▸ **CONSIGNE 1**:
Quelle est la traduction anglaise de cette phrase du texte source : « N'est-ce pas là un magnifique cadeau que les enfants "difficiles" nous font là ? »

▸ **TEXTE SOURCE**:
((
Nous avons donc tout faux sur les enfants 'pénibles' !
Dans les précédents exemples, les enfants ont adopté des comportements que les adultes jugeront de "mauvais" parce qu'il n'ont trouvé aucune autre façon d'être pris au sérieux sans se soumettre à l'atteinte (ou le risque de menace) faite à leur intégrité.
Malheureusement, les adultes vont souvent dénigrer les enfants qui choisissent cette solution (adopter des comportements dérangeants plutôt que de se soumettre).
Et, concernant les enfants qui finissent par se soumettre, il est triste de constater que dans ce cas les adultes pensent que ce sont des enfants sages, et qu'ils sont contents de cela. Au contraire, l'enfant qui réagit en se soumettant a fini par mettre ses besoins, ses limites et ses aspirations 'sous un tapis', et par répondre aux ordres de ses adultes référents même s'ils mettent en danger son intégrité. Les enfants ainsi éduqués ne peuvent pas développer leur propre identité, ne sont plus à l'écoute de leurs ressentis et émotions, et vont développer inévitablement des pathologies physiques ou des troubles psychologiques tels que la non estime de soi, la dépression, des addictions ou autres comportements pour se couper de leurs émotions. (Je vous invite à relire ma précédente brève sur les VEO, et leurs conséquences). Ils deviennent alors également des "victimes" de choix pour les abuseurs et manipulateurs - parce qu'ils sont devenus trop tolérants face à l'irrespect de leur propre intégrité - et vont le plus souvent choisir des partenaires de vie violent.e.s physiquement et/ou psychologiquement.
« Un enfant blessé dans son intégrité ne cesse pas d'aimer son parent, il cesse de s'aimer lui-même » ~ J.Juul
« Au cours des générations, nous avons réagi face à cette sorte de signaux en enseignant aux enfants et aux jeunes comment "bien se conduire", avec pour résultat que les plus habiles à coopérer ont réprimé leur souffrance profonde et l'ont dissimulé là où elle a créé un déséquilibre qui a fini par altérer leur existence et leur a donné d'eux-même une image faussée. » ~J.Juul
Alors, si vous aimez vos enfants, et que vous n'avez pas conscience que leur intégrité est menacée, vous auriez donc intérêt à ce qu'ils choisissent l'autre solution : celle qui vous dérange le plus !
À condition que vous soyez suffisamment intelligent pour comprendre que cela est la conséquence d'un dysfonctionnement qui vous échappe dans votre relation. Et que vous ayez suffisamment d'humilité pour demander de l'aide à des personnes compétentes pour vous aider à comprendre de quoi il s'agit!
De plus, en dirigeant votre attention sur la recherche de la vraie raison de son comportement, vous pourriez mettre en lumière certains de vos propres fonctionnements inconscients qui vous desservent. Le comportement de votre enfant est donc une magnifique chance – en plus d'améliorer son bien-être et votre relation – d'améliorer votre propre vie !
N'est-ce pas là un magnifique cadeau que les enfants "difficiles" nous font là ?
Mais, comme je le disais précédemment, les adultes vont souvent (dans notre société actuelle) les culpabiliser, les punir, et les soumettre à des violences, aggravant ainsi la mise en danger de leur intégrité !
))
▸ **DONNÉES DISPONIBLES**:
((
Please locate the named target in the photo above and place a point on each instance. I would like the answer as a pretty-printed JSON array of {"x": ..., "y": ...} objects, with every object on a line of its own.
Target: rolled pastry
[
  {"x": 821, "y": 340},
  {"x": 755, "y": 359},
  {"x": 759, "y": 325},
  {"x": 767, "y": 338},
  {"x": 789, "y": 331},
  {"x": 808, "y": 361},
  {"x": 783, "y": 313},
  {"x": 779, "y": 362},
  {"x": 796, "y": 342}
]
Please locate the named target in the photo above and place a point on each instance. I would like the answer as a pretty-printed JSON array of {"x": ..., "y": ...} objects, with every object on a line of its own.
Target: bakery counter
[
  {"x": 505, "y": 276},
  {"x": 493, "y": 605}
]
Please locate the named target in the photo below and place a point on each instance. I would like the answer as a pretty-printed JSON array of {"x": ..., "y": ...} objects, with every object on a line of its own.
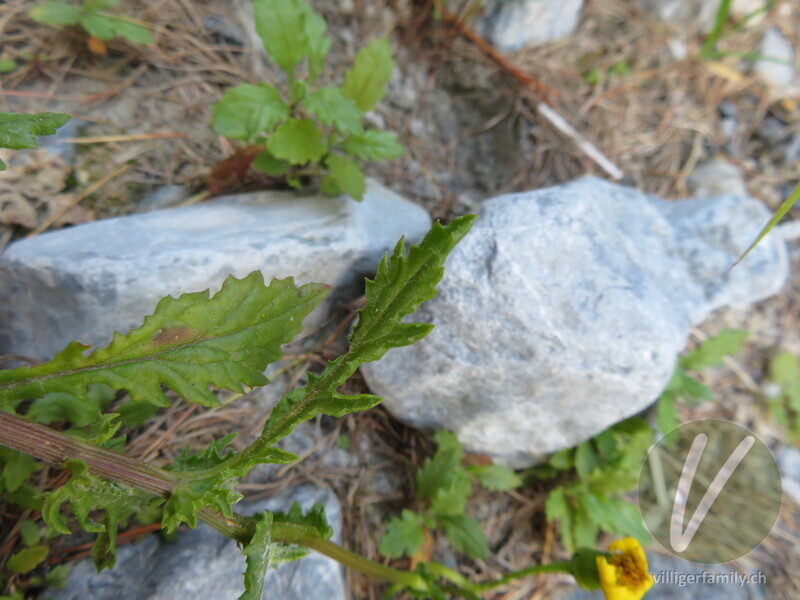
))
▸ **CONSIGNE 2**:
Pouvez-vous recopier toute la liste ci-dessus, y compris les lignes sans coordonnées, en décalant de 16 chaque coordonnée x et y ? Ne reproduisez pas l'image.

▸ **RÉSULTAT DE L'EXERCICE 1**:
Isn't that a wonderful gift that "difficult" children give us?

▸ **RÉSULTAT DE L'EXERCICE 2**:
Please locate the named target in the photo above and place a point on each instance. I would like the answer as a pretty-printed JSON array of {"x": ..., "y": ...} objects, with every object on a line of its own.
Target: rolled pastry
[
  {"x": 837, "y": 356},
  {"x": 771, "y": 375},
  {"x": 775, "y": 341},
  {"x": 783, "y": 354},
  {"x": 805, "y": 347},
  {"x": 824, "y": 377},
  {"x": 799, "y": 329},
  {"x": 795, "y": 378},
  {"x": 812, "y": 358}
]
Please locate the named target in the photo above and place a point on each instance. I would like the answer as a pretty-printed JSON array of {"x": ..., "y": ...} objects, with every object on a line of its own.
Target: bakery counter
[
  {"x": 521, "y": 292},
  {"x": 509, "y": 621}
]
Please locate the named target in the photo below and place a point on each instance. I would like the answer as a pretty-printed JSON array of {"x": ..., "y": ...} objects, with every object on a line of its own.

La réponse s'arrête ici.